Passage =>
'''

On the facts of this case, it is not necessary for us to reach the question of whether North Carolina trial judges have the inherent power to order pretrial discovery in the absence of a statute prohibiting discovery. We do decide that where a statute expressly restricts pretrial discovery, as does G.S. 15A-904(a), the trial court has no authority to order discovery. Our holding is in accordance with the Federal courts' interpretation of their analogous provisions found in Rule 16 and the Jencks Act. United States v. Percevault, 490 F.2d 126 (2d Cir. 1974); e. g. United States v. McMillen, 489 F.2d 229 (7th Cir. 1972), cert. denied, 410 U.S. 955, 93 S. Ct. 1420, 35 L. Ed. 2d 687 (1973); Fed.R.Crim.P. 16, 18 U.S.C.; The Jencks Act, 18 U.S.C. § 3500.
We do not construe paragraph 5 of Judge Briggs' order to be in excess of his authority but rather interpret it as ordering discovery of only those materials defendants are permitted to receive under G.S. 15A-903(d), as limited by G.S. 15A-904(a). Thus, Fragiacomo's statement was not discoverable prior to trial under either the statute or Judge Briggs' order.

'''

Set problem =>
Please copy the discovery ruling word for word, from "We do not construe" up to and including "Judge Briggs' order.".

Given data =>
'''

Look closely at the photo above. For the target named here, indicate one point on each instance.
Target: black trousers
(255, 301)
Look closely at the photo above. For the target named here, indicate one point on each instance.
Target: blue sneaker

'''

Solution to the problem =>
We do not construe paragraph 5 of Judge Briggs' order to be in excess of his authority but rather interpret it as ordering discovery of only those materials defendants are permitted to receive under G.S. 15A-903(d), as limited by G.S. 15A-904(a). Thus, Fragiacomo's statement was not discoverable prior to trial under either the statute or Judge Briggs' order.